AUFGABEN
- 1) Beantworte anhand des Textauszugs die folgenden Fragen:
(a) In welcher Stadt ließ sich die Familie nieder?
(b) Welches Fach studierte Nick nach seinem Schulabschluss?
(c) Was bot die Firma an, deren General Manager Nick wurde?
- 2) Fasse den Textauszug in genau zwei Sätzen zusammen.
- 3) Erkläre in ein bis zwei Sätzen, worin sich Nicks Unternehmen laut Textauszug von den vielen Familienbetrieben in seinem Bereich unterschied.

TEXTAUSZUG
Die Familie ließ sich in Minneapolis am Mississippi
nieder, wo schon eine von Nicks Tanten mit einem Amerikaner verheiratet war.
Der Schwager konnte Nicks Vater gleich einen Job vermitteln und im Kreise
der Gleichgesinnten ging der Neuanfang recht gut vonstatten. Nach seinem
Schulabschluss studierte Nick Volkswirtschaftslehre und arbeitete drei Jahre
lang als Dozent an der Universität. Anschließend war er in verschiedenen
internationalen Unternehmen tätig, bis er zum General Manager eines
Nahrungsmittelunternehmens aufstieg. Die Firma bot „Essen auf Rädern"
an, vorproportionierte Mittagessen für Schulen und Unternehmen. Im
Gegensatz zu den vielen Familienbetrieben in diesem Bereich handelte es sich
bei seinem Unternehmen jedoch um einen richtigen Industriebetrieb mit vielen
Tausenden Esspaketen pro Tag.

VORLIEGENDE DATENSÄTZE
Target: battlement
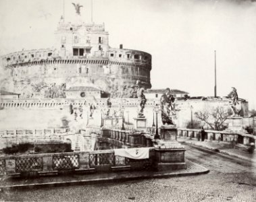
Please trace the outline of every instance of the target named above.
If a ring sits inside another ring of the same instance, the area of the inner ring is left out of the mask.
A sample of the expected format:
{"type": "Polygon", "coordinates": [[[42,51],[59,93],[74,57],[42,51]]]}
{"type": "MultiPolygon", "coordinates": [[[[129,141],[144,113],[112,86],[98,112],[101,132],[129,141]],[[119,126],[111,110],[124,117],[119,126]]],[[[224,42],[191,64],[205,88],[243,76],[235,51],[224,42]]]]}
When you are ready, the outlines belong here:
{"type": "Polygon", "coordinates": [[[77,32],[81,28],[85,29],[87,32],[105,32],[105,24],[74,24],[71,22],[59,22],[56,32],[77,32]]]}

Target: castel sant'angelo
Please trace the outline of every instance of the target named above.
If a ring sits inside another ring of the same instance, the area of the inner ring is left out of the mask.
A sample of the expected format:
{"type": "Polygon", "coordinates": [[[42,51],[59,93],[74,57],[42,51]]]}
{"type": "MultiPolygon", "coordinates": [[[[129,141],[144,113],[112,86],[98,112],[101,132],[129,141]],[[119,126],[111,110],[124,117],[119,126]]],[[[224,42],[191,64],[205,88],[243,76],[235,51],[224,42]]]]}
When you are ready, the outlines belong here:
{"type": "MultiPolygon", "coordinates": [[[[7,73],[0,83],[0,128],[60,127],[63,117],[74,118],[68,116],[70,105],[78,111],[83,108],[80,117],[84,121],[91,113],[92,104],[93,124],[99,125],[108,98],[111,113],[117,114],[118,111],[120,116],[122,108],[126,123],[130,125],[130,121],[137,116],[138,86],[146,90],[144,114],[147,125],[153,125],[153,114],[166,86],[151,89],[151,55],[124,48],[122,44],[110,47],[105,24],[93,20],[83,22],[81,6],[74,6],[76,20],[70,22],[61,16],[54,33],[55,48],[22,50],[1,57],[1,67],[7,73]]],[[[188,99],[188,92],[171,89],[170,93],[175,100],[174,118],[177,127],[195,121],[193,115],[198,110],[210,111],[218,105],[230,108],[226,97],[188,99]]],[[[247,116],[248,102],[238,101],[240,115],[247,116]]]]}
{"type": "Polygon", "coordinates": [[[122,44],[110,47],[104,24],[85,24],[80,18],[78,13],[74,23],[61,18],[55,48],[22,50],[2,57],[20,98],[67,98],[66,91],[74,89],[80,90],[80,98],[86,96],[83,90],[93,89],[101,90],[101,97],[129,98],[137,80],[145,89],[151,87],[150,54],[124,48],[122,44]]]}

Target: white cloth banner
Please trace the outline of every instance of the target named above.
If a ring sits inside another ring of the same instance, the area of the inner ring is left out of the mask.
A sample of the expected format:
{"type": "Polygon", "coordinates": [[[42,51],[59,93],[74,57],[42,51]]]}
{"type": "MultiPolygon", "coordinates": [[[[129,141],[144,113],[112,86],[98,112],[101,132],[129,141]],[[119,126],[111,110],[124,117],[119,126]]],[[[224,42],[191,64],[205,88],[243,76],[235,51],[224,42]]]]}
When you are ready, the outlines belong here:
{"type": "Polygon", "coordinates": [[[149,148],[130,148],[113,149],[115,156],[132,159],[149,158],[149,148]]]}

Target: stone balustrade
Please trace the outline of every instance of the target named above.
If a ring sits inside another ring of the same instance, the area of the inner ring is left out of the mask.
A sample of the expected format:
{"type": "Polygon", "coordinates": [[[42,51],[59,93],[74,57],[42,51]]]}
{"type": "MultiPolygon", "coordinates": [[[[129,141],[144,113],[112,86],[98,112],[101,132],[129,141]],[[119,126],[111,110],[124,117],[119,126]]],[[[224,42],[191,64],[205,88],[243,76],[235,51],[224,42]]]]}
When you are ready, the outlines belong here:
{"type": "MultiPolygon", "coordinates": [[[[232,133],[228,131],[218,131],[205,130],[206,135],[205,141],[216,141],[218,142],[232,144],[243,144],[249,145],[251,143],[255,143],[256,136],[244,133],[232,133]]],[[[200,129],[178,129],[178,137],[183,137],[189,139],[201,139],[200,129]]]]}
{"type": "MultiPolygon", "coordinates": [[[[99,98],[97,100],[97,105],[104,106],[107,103],[107,98],[99,98]]],[[[39,98],[39,99],[0,99],[1,108],[59,108],[63,106],[72,104],[74,106],[88,106],[90,103],[94,103],[93,98],[86,99],[66,99],[66,98],[39,98]]],[[[137,98],[116,98],[111,100],[112,106],[118,106],[120,103],[124,106],[137,106],[137,98]]],[[[155,99],[148,99],[146,105],[147,106],[154,106],[159,101],[155,99]]]]}
{"type": "Polygon", "coordinates": [[[114,155],[113,149],[7,156],[0,157],[0,174],[41,176],[63,172],[113,172],[154,168],[155,150],[149,158],[134,160],[114,155]]]}

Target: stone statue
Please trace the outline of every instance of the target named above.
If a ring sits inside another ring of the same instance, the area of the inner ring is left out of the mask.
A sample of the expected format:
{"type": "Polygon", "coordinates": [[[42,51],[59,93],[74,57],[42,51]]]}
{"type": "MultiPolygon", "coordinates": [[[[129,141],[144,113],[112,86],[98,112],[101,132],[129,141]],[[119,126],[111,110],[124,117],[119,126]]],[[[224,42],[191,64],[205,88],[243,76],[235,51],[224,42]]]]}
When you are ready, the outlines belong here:
{"type": "Polygon", "coordinates": [[[94,110],[96,109],[95,106],[93,104],[90,105],[90,118],[93,118],[94,110]]]}
{"type": "Polygon", "coordinates": [[[174,125],[172,121],[172,106],[170,88],[161,96],[161,115],[163,125],[174,125]]]}
{"type": "Polygon", "coordinates": [[[79,3],[75,4],[75,3],[72,3],[72,4],[74,5],[74,7],[75,7],[76,13],[78,15],[80,15],[81,13],[80,13],[80,8],[81,7],[82,7],[82,5],[80,5],[79,3]]]}
{"type": "Polygon", "coordinates": [[[110,102],[110,98],[107,98],[107,112],[106,112],[106,117],[110,117],[109,113],[110,113],[110,108],[112,105],[112,103],[110,102]]]}
{"type": "Polygon", "coordinates": [[[233,116],[240,116],[241,112],[241,107],[238,102],[238,95],[236,92],[236,89],[234,87],[232,88],[232,92],[228,95],[228,97],[230,98],[230,105],[233,110],[233,116]]]}
{"type": "Polygon", "coordinates": [[[145,91],[145,89],[143,88],[138,88],[137,96],[138,98],[138,106],[139,106],[139,111],[138,113],[138,118],[145,118],[143,110],[147,102],[147,99],[144,94],[144,91],[145,91]]]}

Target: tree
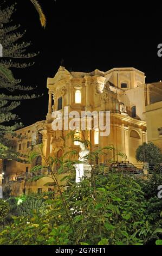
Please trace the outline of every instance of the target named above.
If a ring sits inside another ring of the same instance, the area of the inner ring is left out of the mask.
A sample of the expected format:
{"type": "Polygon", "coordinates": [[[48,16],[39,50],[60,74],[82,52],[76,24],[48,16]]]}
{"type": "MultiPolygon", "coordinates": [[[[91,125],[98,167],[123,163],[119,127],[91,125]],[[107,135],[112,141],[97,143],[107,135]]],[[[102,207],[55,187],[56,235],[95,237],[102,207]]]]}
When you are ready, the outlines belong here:
{"type": "Polygon", "coordinates": [[[46,25],[46,19],[38,1],[37,0],[30,0],[30,1],[33,3],[35,9],[38,13],[41,25],[42,27],[45,27],[46,25]]]}
{"type": "Polygon", "coordinates": [[[11,21],[15,6],[12,5],[3,10],[0,9],[0,42],[3,46],[3,57],[0,58],[0,159],[10,159],[22,162],[23,161],[21,157],[22,155],[11,149],[10,141],[4,136],[8,133],[15,136],[16,133],[13,131],[22,126],[21,123],[15,122],[18,117],[12,112],[20,105],[20,101],[37,96],[35,94],[29,96],[28,94],[23,94],[33,88],[21,85],[21,80],[15,79],[11,70],[13,68],[24,68],[33,65],[34,63],[24,63],[23,60],[37,54],[26,53],[26,49],[30,43],[22,41],[25,32],[21,33],[18,32],[20,25],[8,26],[11,21]],[[6,91],[10,92],[10,94],[6,94],[6,91]],[[16,95],[16,91],[21,92],[21,94],[19,93],[16,95]]]}
{"type": "Polygon", "coordinates": [[[152,142],[148,144],[145,142],[137,149],[135,157],[139,162],[159,163],[161,159],[161,149],[152,142]]]}

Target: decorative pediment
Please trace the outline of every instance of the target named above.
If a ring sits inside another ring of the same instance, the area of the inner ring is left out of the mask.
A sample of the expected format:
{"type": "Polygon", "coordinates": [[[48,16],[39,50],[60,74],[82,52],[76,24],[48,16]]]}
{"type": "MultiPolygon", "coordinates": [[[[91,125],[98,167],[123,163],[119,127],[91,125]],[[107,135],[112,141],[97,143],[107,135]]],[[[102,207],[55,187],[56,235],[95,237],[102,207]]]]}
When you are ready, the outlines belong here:
{"type": "Polygon", "coordinates": [[[72,78],[70,73],[66,69],[64,66],[60,66],[58,71],[53,78],[48,78],[47,80],[47,88],[49,88],[51,86],[60,82],[61,80],[70,80],[72,78]]]}

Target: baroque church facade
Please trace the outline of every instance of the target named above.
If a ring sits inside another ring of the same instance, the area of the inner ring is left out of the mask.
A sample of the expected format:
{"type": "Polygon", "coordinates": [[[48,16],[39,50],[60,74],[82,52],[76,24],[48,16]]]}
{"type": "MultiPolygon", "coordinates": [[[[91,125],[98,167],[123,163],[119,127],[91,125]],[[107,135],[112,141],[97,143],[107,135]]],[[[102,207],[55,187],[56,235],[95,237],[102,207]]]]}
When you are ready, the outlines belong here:
{"type": "MultiPolygon", "coordinates": [[[[135,151],[143,142],[147,142],[147,87],[144,73],[133,68],[114,68],[106,72],[98,69],[88,73],[69,72],[60,66],[53,78],[47,79],[47,87],[49,100],[46,120],[17,131],[21,138],[9,135],[13,149],[28,154],[32,150],[38,150],[39,144],[42,143],[42,151],[47,159],[49,156],[60,157],[69,150],[79,151],[78,143],[74,142],[73,138],[63,139],[69,130],[54,131],[52,129],[53,112],[59,111],[63,118],[64,107],[68,108],[69,113],[77,111],[80,116],[82,111],[102,111],[105,121],[105,113],[109,111],[109,135],[100,136],[100,130],[93,127],[92,130],[82,131],[81,139],[89,140],[93,150],[108,145],[114,148],[107,155],[100,157],[99,163],[108,164],[109,159],[122,161],[118,155],[120,152],[127,156],[127,161],[139,166],[135,159],[135,151]]],[[[48,178],[26,182],[25,177],[31,175],[31,168],[41,164],[46,165],[41,155],[31,164],[4,161],[0,166],[1,173],[4,173],[3,186],[9,186],[11,194],[14,196],[31,191],[53,191],[54,187],[44,186],[51,181],[48,178]]]]}

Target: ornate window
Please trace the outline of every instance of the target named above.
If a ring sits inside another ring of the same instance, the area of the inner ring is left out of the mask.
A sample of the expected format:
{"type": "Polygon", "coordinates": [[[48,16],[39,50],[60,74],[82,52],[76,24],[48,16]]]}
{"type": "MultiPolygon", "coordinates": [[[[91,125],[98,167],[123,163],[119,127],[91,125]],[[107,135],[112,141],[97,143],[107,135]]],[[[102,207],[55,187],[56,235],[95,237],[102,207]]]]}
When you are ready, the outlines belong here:
{"type": "Polygon", "coordinates": [[[42,165],[42,157],[41,156],[38,156],[34,160],[34,166],[41,166],[42,165]]]}
{"type": "Polygon", "coordinates": [[[94,130],[94,142],[95,145],[97,145],[99,143],[99,130],[98,129],[94,130]]]}
{"type": "Polygon", "coordinates": [[[76,90],[75,93],[75,103],[81,103],[82,93],[80,90],[76,90]]]}
{"type": "Polygon", "coordinates": [[[62,97],[58,99],[57,110],[62,109],[62,97]]]}
{"type": "Polygon", "coordinates": [[[136,117],[136,107],[135,107],[135,106],[133,106],[132,107],[131,112],[132,112],[132,117],[133,117],[133,118],[136,117]]]}
{"type": "Polygon", "coordinates": [[[126,83],[121,83],[121,88],[127,88],[127,84],[126,83]]]}
{"type": "Polygon", "coordinates": [[[81,139],[81,133],[79,130],[75,131],[75,132],[74,135],[74,145],[75,146],[79,146],[80,144],[80,141],[78,141],[81,139]]]}
{"type": "Polygon", "coordinates": [[[30,146],[30,142],[28,141],[27,142],[27,149],[29,148],[29,146],[30,146]]]}
{"type": "Polygon", "coordinates": [[[131,131],[130,137],[132,138],[136,138],[137,139],[140,139],[139,133],[134,130],[131,131]]]}

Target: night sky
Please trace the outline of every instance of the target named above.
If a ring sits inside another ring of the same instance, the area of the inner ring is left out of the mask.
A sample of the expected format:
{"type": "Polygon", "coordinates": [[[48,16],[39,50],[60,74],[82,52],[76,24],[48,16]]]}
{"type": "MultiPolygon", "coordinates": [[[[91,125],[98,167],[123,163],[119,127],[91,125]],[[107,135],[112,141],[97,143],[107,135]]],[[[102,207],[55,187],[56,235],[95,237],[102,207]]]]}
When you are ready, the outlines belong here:
{"type": "Polygon", "coordinates": [[[29,51],[40,53],[32,60],[34,66],[13,72],[22,84],[37,86],[33,93],[44,94],[16,109],[24,125],[46,119],[47,78],[54,76],[61,60],[69,71],[134,67],[145,73],[146,82],[162,80],[162,57],[157,56],[157,45],[162,44],[161,4],[40,0],[47,20],[44,29],[30,0],[16,2],[13,21],[27,30],[24,40],[32,42],[29,51]]]}

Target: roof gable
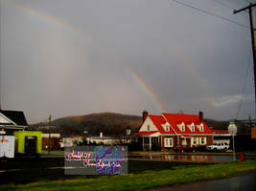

LÖSUNGEN
- 1)
(a) In Minneapolis am Mississippi.
(b) Volkswirtschaftslehre.
(c) „Essen auf Rädern“, also vorportionierte Mittagessen für Schulen und Unternehmen.

- 2) Die Familie ließ sich in Minneapolis nieder, wo ein angeheirateter Verwandter Nicks Vater sofort einen Job vermittelte und der Neuanfang recht gut gelang. Nick studierte Volkswirtschaftslehre, lehrte drei Jahre als Dozent an der Universität und stieg nach Stationen in internationalen Unternehmen zum General Manager eines Nahrungsmittelunternehmens auf, das vorportionierte Mittagessen für Schulen und Unternehmen lieferte.

- 3) Anders als die vielen Familienbetriebe war Nicks Unternehmen ein richtiger Industriebetrieb. Es stellte täglich viele Tausend Esspakete her.